Stored data
- - - -

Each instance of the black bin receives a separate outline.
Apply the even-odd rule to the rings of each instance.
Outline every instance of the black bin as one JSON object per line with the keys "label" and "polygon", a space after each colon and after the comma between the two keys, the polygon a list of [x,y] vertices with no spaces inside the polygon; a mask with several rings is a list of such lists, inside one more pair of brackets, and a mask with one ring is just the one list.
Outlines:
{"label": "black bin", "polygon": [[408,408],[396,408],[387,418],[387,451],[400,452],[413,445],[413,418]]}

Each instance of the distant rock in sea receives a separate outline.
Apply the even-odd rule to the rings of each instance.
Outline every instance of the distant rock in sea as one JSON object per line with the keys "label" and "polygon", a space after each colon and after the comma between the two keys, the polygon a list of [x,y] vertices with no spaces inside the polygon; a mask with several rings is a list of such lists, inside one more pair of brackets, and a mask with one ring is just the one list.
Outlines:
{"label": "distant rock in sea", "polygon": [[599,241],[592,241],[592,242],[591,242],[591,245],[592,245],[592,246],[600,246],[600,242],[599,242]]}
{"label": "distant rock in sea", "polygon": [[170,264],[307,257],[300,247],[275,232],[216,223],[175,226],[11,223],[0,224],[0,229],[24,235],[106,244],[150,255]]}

- - - -

* Work task: Repeat the lines above exactly.

* Your response:
Each instance of the black bin receives a separate outline.
Apply the even-odd rule to the rings of each instance.
Outline every instance of the black bin as one JSON object per line with the keys "label" and "polygon", a space after each colon and after the comma between the two keys, the polygon a list of [x,y] vertices with no spaces inside the polygon; a mask with several rings is a list of such lists, inside one more pair of brackets, and a mask with one ring is just the one list.
Outlines:
{"label": "black bin", "polygon": [[408,408],[396,408],[387,418],[387,451],[400,452],[413,445],[413,418]]}

Each instance of the distant rock in sea receives a separate outline.
Apply the even-odd rule to the rings of each instance.
Outline every instance of the distant rock in sea as one JSON object per line with the keys "label" and "polygon", a space after each colon and after the comma between the two keys, the polygon a list of [x,y] vertices with no spaces inside the polygon; a mask with several rings is a list of such lists, inside one more pair of brackets, and a mask with one ring is just the one list.
Outlines:
{"label": "distant rock in sea", "polygon": [[599,241],[592,241],[592,242],[591,242],[591,245],[592,245],[592,246],[600,246],[600,242],[599,242]]}
{"label": "distant rock in sea", "polygon": [[170,264],[307,257],[300,247],[275,232],[216,223],[175,226],[11,223],[0,224],[0,229],[24,235],[106,244],[150,255]]}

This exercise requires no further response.